## Data for processing:
********

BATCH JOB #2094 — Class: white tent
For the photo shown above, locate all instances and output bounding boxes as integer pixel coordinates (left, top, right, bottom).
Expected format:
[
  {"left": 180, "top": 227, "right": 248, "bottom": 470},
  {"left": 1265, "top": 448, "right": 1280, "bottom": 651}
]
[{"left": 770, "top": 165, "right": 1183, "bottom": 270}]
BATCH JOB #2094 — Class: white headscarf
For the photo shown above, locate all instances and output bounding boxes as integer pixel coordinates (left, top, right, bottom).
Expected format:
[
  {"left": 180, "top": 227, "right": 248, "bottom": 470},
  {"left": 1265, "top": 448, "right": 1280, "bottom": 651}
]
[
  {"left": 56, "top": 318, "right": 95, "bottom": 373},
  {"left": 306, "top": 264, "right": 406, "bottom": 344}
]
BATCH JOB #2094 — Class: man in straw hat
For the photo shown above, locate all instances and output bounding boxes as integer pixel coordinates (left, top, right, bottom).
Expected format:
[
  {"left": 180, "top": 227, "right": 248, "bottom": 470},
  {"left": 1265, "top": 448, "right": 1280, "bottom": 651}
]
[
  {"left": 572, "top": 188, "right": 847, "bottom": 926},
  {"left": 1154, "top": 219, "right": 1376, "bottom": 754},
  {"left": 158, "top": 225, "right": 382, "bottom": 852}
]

********

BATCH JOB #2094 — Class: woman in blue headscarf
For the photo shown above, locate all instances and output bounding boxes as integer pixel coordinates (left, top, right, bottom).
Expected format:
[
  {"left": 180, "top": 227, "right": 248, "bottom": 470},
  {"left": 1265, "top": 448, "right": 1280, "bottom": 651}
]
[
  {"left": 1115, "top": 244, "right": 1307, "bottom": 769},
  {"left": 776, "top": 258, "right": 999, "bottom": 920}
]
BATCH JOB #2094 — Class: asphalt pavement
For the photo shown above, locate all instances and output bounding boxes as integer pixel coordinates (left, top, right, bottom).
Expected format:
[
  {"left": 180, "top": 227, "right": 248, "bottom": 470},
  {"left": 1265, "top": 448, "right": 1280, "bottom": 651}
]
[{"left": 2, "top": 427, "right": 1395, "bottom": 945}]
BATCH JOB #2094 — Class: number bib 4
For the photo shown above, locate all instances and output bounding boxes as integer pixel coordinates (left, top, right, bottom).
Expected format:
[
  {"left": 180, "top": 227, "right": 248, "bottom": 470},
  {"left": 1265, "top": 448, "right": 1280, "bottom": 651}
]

********

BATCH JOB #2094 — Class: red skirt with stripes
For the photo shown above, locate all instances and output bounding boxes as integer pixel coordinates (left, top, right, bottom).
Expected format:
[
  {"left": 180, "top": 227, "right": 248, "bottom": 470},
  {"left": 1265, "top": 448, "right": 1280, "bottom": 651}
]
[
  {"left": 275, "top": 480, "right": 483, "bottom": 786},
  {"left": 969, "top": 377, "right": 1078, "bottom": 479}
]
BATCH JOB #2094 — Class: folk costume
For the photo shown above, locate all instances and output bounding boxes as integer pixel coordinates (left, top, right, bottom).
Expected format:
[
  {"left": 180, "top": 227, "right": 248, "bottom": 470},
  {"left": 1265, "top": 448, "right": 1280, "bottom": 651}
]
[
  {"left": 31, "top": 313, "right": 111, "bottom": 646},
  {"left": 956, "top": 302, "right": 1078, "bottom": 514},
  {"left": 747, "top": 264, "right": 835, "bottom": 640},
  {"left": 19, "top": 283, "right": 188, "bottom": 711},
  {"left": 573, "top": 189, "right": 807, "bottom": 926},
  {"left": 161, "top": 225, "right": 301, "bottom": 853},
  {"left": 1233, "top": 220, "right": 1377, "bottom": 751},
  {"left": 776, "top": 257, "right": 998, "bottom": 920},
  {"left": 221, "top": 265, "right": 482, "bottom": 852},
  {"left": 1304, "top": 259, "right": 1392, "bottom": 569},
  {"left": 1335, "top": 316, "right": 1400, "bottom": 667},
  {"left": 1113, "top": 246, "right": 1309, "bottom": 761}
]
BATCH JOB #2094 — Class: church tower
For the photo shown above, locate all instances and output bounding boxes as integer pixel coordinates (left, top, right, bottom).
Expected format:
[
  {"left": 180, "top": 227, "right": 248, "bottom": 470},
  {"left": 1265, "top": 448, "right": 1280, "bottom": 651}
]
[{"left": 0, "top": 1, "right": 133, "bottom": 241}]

********

## Work to complete:
Lines of the listing above that include the string "headscarf" should each be copied.

## Your response:
BATCH JOB #2094 — Class: white headscarf
BATCH JOB #2094 — Class: woman in blue headscarf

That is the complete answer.